[MATERIALS PROVIDED]

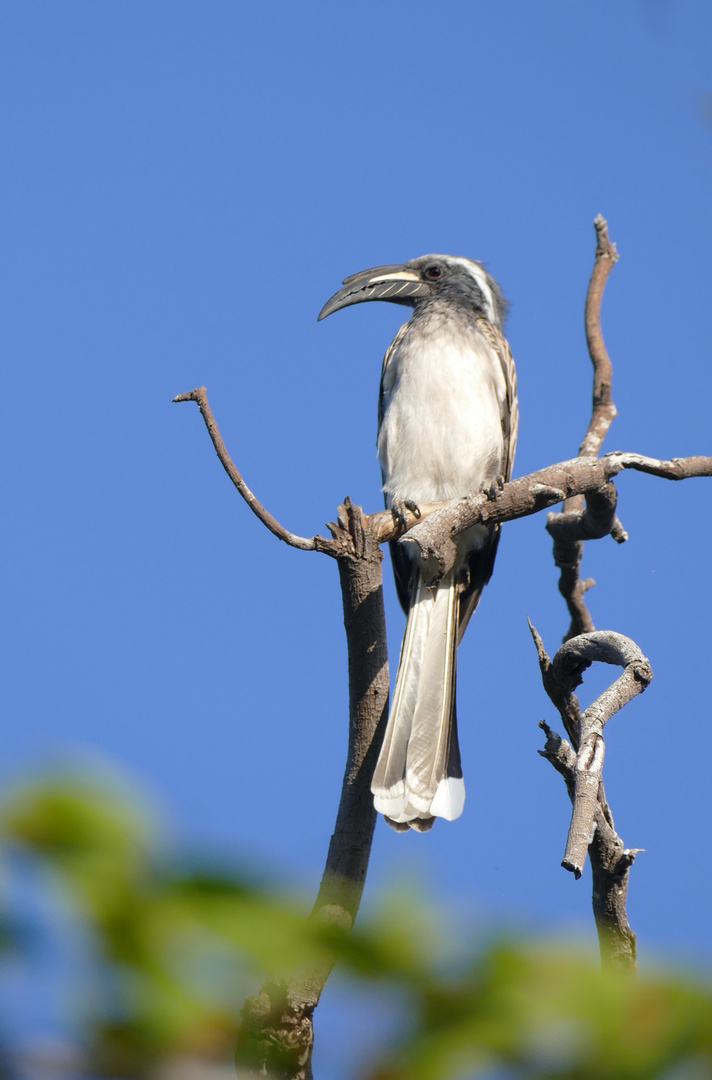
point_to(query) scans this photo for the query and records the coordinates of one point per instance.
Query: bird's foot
(398, 510)
(492, 490)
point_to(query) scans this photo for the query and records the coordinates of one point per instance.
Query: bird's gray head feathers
(421, 281)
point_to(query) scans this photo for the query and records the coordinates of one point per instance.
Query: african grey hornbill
(447, 420)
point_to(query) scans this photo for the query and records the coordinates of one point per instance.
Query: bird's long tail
(418, 774)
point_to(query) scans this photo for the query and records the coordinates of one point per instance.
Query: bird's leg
(493, 489)
(398, 509)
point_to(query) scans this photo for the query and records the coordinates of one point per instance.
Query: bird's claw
(398, 509)
(492, 490)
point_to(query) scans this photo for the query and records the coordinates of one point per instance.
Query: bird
(447, 422)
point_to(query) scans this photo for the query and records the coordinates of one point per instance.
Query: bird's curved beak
(380, 283)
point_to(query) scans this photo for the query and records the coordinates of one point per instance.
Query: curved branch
(527, 495)
(313, 543)
(591, 824)
(604, 410)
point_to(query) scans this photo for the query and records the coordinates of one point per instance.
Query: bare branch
(277, 1034)
(314, 543)
(604, 410)
(592, 825)
(568, 549)
(527, 495)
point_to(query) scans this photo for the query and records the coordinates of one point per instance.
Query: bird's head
(430, 277)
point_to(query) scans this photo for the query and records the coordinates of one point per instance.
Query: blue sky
(184, 186)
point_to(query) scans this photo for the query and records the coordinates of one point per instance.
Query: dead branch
(313, 543)
(591, 825)
(568, 550)
(278, 1028)
(528, 495)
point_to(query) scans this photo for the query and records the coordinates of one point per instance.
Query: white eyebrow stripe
(474, 271)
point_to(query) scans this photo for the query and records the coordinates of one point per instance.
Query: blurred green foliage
(180, 946)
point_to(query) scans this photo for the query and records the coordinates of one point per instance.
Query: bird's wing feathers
(509, 410)
(384, 388)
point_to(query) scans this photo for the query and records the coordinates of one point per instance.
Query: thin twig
(571, 659)
(277, 1034)
(592, 825)
(568, 551)
(314, 543)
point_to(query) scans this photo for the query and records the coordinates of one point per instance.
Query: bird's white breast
(443, 395)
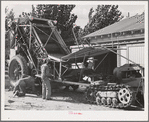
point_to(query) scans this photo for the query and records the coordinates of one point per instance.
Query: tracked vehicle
(34, 39)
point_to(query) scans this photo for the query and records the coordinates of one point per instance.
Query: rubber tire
(18, 59)
(75, 87)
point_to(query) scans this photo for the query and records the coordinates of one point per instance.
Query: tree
(104, 15)
(9, 17)
(60, 13)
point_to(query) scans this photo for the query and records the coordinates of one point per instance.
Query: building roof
(132, 23)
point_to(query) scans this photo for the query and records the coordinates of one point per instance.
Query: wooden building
(127, 36)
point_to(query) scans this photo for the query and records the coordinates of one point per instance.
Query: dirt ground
(61, 100)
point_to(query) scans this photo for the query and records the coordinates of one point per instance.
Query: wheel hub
(124, 96)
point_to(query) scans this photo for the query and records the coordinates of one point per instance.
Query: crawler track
(119, 96)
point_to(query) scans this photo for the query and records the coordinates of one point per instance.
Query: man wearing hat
(45, 74)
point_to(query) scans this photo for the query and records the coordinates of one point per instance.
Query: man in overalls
(24, 82)
(45, 74)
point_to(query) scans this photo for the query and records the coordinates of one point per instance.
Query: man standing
(24, 82)
(45, 74)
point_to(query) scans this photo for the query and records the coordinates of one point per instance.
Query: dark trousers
(46, 88)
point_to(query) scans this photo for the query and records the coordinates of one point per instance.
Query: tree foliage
(60, 13)
(9, 16)
(103, 16)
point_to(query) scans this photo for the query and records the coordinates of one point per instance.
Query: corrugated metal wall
(136, 54)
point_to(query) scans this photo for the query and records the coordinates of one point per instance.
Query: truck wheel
(75, 87)
(17, 67)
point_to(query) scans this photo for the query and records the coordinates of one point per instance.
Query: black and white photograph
(74, 60)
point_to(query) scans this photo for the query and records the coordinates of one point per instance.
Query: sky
(82, 10)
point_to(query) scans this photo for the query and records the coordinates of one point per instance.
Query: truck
(34, 40)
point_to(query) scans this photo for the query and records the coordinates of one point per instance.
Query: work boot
(48, 98)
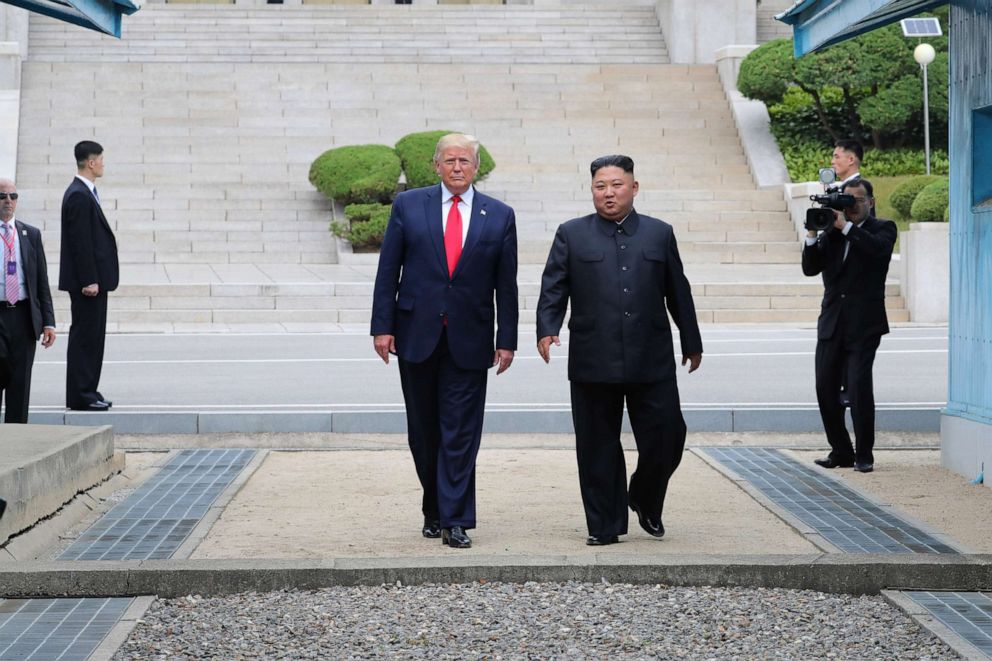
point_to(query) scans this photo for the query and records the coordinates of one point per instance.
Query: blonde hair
(457, 140)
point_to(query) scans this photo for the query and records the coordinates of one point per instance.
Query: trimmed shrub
(905, 193)
(416, 153)
(929, 205)
(366, 225)
(358, 173)
(766, 71)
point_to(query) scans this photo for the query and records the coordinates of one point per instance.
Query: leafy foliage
(929, 205)
(416, 152)
(868, 88)
(359, 173)
(905, 193)
(804, 158)
(366, 225)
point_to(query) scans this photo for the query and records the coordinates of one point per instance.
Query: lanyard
(9, 244)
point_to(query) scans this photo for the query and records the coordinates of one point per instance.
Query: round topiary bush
(358, 173)
(366, 225)
(929, 205)
(416, 152)
(904, 194)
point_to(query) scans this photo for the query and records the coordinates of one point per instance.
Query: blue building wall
(966, 428)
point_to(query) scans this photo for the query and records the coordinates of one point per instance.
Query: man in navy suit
(447, 273)
(26, 311)
(853, 257)
(88, 271)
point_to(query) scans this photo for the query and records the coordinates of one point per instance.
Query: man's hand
(544, 346)
(503, 358)
(384, 345)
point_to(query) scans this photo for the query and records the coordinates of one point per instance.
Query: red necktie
(453, 235)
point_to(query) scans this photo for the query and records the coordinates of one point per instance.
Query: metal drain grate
(840, 514)
(66, 629)
(968, 614)
(155, 520)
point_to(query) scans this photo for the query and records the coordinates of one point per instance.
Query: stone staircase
(211, 116)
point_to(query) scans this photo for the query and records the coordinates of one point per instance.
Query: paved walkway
(307, 510)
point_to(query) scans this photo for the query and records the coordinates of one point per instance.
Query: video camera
(822, 218)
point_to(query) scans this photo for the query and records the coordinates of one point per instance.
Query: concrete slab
(42, 467)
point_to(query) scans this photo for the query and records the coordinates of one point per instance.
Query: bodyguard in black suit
(620, 270)
(853, 257)
(89, 270)
(26, 311)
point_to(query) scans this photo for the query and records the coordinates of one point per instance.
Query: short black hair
(862, 183)
(625, 163)
(852, 146)
(86, 150)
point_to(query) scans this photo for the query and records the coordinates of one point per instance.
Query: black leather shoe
(455, 537)
(432, 528)
(94, 406)
(601, 540)
(829, 462)
(651, 526)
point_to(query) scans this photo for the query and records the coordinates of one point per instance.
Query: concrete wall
(695, 29)
(967, 441)
(925, 270)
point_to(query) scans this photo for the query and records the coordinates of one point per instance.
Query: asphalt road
(752, 366)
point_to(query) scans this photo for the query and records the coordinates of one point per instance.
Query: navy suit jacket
(413, 292)
(854, 286)
(89, 249)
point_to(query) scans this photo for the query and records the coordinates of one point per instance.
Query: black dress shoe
(651, 525)
(93, 406)
(455, 537)
(432, 528)
(830, 462)
(601, 540)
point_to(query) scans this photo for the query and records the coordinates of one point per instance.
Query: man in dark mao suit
(448, 255)
(620, 270)
(26, 312)
(88, 271)
(853, 257)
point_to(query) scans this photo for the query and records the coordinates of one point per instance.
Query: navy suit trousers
(444, 412)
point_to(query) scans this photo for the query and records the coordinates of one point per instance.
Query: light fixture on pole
(924, 54)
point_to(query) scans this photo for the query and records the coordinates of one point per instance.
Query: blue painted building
(966, 424)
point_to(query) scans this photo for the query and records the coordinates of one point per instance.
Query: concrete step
(514, 33)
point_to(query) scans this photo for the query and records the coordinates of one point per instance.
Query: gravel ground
(531, 621)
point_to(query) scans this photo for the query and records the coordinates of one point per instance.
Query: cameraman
(853, 255)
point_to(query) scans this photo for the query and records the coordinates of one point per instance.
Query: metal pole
(926, 118)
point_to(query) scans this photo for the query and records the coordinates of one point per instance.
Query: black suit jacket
(619, 284)
(89, 249)
(35, 277)
(854, 288)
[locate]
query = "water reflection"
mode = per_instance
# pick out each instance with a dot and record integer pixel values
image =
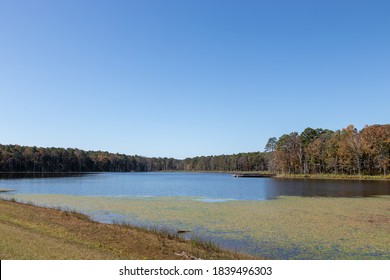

[/MATERIALS PROVIDED]

Produce an exact copy of only those lines that run from the line with "# pick out each" to the final line of the records, including both; exclude images.

# pick out each instance with a dot and record integer pixel values
image =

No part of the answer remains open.